• REQUEST: Substitute "mark" for every occurrence of "indicate" in the records below, and reproduce them with nothing else changed.

• SOURCE DATA:
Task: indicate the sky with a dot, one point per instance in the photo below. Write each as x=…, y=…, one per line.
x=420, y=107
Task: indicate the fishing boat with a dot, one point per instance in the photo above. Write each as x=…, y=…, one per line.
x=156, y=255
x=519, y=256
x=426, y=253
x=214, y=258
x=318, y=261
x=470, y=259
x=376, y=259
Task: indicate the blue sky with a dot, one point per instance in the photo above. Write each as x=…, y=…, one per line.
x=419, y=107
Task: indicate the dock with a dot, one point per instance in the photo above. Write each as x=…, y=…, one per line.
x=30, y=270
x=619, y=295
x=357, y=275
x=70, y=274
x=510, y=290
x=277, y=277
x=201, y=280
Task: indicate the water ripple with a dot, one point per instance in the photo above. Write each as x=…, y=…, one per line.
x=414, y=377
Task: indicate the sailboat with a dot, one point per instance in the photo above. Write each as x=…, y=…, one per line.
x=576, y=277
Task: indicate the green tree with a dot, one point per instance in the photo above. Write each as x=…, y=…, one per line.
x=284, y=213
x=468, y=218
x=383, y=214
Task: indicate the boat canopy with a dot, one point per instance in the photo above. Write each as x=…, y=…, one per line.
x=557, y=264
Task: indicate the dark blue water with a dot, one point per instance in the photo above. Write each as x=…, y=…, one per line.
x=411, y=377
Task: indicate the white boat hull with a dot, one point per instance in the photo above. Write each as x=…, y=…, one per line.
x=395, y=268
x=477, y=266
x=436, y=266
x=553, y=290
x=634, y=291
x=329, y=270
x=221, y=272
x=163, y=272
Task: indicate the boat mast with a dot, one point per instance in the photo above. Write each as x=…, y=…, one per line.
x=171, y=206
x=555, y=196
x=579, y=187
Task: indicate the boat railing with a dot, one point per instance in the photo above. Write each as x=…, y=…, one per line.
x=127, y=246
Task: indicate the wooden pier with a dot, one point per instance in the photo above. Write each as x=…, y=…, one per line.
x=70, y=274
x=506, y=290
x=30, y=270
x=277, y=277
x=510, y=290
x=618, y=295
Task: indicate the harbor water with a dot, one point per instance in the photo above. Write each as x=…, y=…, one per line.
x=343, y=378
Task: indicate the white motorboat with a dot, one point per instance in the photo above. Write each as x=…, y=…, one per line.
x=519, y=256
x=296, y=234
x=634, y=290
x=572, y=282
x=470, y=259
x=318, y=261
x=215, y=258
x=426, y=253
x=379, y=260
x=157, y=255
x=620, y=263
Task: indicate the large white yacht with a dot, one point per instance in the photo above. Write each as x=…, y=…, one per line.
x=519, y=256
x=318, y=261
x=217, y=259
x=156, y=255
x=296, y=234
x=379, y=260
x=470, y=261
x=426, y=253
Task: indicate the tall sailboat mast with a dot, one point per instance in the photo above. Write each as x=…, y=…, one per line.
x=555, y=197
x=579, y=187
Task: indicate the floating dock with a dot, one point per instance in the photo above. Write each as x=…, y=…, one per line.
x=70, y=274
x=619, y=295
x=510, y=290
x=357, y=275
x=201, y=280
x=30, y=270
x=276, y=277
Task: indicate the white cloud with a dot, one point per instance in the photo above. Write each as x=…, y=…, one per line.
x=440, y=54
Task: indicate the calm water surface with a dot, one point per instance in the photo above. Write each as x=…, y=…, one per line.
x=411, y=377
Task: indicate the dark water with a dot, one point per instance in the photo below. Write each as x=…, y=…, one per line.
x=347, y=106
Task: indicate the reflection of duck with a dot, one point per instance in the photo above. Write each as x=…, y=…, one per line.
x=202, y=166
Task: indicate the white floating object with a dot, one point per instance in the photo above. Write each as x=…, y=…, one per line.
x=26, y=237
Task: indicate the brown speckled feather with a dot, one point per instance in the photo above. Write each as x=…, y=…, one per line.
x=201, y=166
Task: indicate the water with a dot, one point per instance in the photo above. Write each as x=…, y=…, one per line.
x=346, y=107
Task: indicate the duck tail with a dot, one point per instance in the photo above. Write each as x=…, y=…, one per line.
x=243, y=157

• THE ANSWER:
Task: mark the sky with a dot, one point per instance in the photo below. Write each as x=…, y=…, one per line.
x=420, y=107
Task: mark the fishing boat with a dot, one point per instance in the photo above. Write each as x=…, y=…, one per line.
x=156, y=255
x=519, y=256
x=426, y=253
x=214, y=258
x=318, y=261
x=470, y=259
x=376, y=259
Task: mark the blue sky with a dot, one point per instance in the photo above. Write each as x=…, y=…, one per line.
x=419, y=107
Task: mark the dock with a dot, one point per instance in the photo above. Write each as x=…, y=…, one per line.
x=30, y=270
x=619, y=295
x=357, y=275
x=70, y=274
x=510, y=290
x=277, y=277
x=201, y=280
Task: mark the water ripple with a dot, one point per instance in the photo above. Write each as x=…, y=…, one per line.
x=414, y=377
Task: mark the sailboat with a dot, one point per instance in the photo above. Write each as x=…, y=…, one per line.
x=576, y=277
Task: mark the green tree with a dot, one point per instance in the photo above. Write each as x=…, y=…, one per line.
x=284, y=213
x=468, y=218
x=383, y=214
Task: mark the boat canopy with a dot, one point per instance in the photo above. Write each as x=…, y=…, one per line.
x=557, y=264
Task: mark the dark blue water with a dot, one point per instance in the photo above. Write each as x=…, y=…, one per line.
x=411, y=377
Task: mark the white boat hull with a dot, one point per instance in the photo above. Write each as x=…, y=…, one per line.
x=395, y=268
x=477, y=266
x=436, y=266
x=553, y=290
x=634, y=291
x=329, y=270
x=221, y=272
x=163, y=272
Task: mark the boat mast with a dot, one point per instance in the photo above. Write each as x=…, y=…, one per line.
x=171, y=206
x=555, y=196
x=579, y=187
Task: mark the boat railing with a dot, one point per instance in the photo above. Write each as x=…, y=…, one per line.
x=127, y=246
Task: mark the wooden pier with a dot, one point per instance in the photo above. Write each as x=…, y=…, one per line.
x=70, y=274
x=506, y=290
x=30, y=270
x=277, y=277
x=510, y=290
x=618, y=295
Task: mark the harbor water with a dot, one point per instance in the photo above. Write each as x=…, y=…, one per line.
x=343, y=378
Task: mark the white motorboat with a dot, one point per instance in the photo above. Write each as x=…, y=…, one per line.
x=519, y=256
x=296, y=234
x=634, y=290
x=572, y=282
x=470, y=259
x=318, y=261
x=215, y=258
x=426, y=253
x=379, y=260
x=157, y=255
x=620, y=263
Task: mark the large white yacht with a dot, one point per instance in the photo above. Write each as x=…, y=…, one per line.
x=519, y=256
x=318, y=261
x=217, y=259
x=156, y=255
x=296, y=234
x=379, y=260
x=470, y=261
x=426, y=253
Task: mark the tall sailboat mast with a dot, one point per instance in the photo above. Write each as x=…, y=…, one per line.
x=555, y=197
x=579, y=187
Task: mark the floating dock with a dot, one point per instance in the photo above. Write each as x=…, y=…, one per line.
x=70, y=274
x=619, y=295
x=510, y=290
x=357, y=275
x=201, y=280
x=30, y=270
x=276, y=277
Task: mark the white cloud with a dot, one point per instance in the photo above. Write each as x=…, y=…, one per line.
x=440, y=54
Task: mark the calm water surface with a dot, one point per instance in the photo above. Write each as x=…, y=…, one per line.
x=411, y=377
Task: mark the dark water with a dot, one point per instance in the photo below. Write each as x=…, y=…, one per line.
x=347, y=106
Task: mark the reflection of duck with a dot, one point per instance in the photo above. Write each as x=…, y=…, one per line.
x=202, y=166
Task: mark the white floating object with a dot, one point per instance in the photo above. Write each as x=…, y=…, one per line.
x=26, y=237
Task: mark the brown speckled feather with a dot, one point per instance in the photo above. Write each as x=…, y=…, one per line.
x=201, y=166
Task: mark the water with a dot, one point per instance in the photo above. Write each as x=…, y=…, one per line.
x=346, y=107
Task: mark the duck tail with a dot, one point per instance in the photo above. Write each as x=…, y=…, one per line.
x=243, y=157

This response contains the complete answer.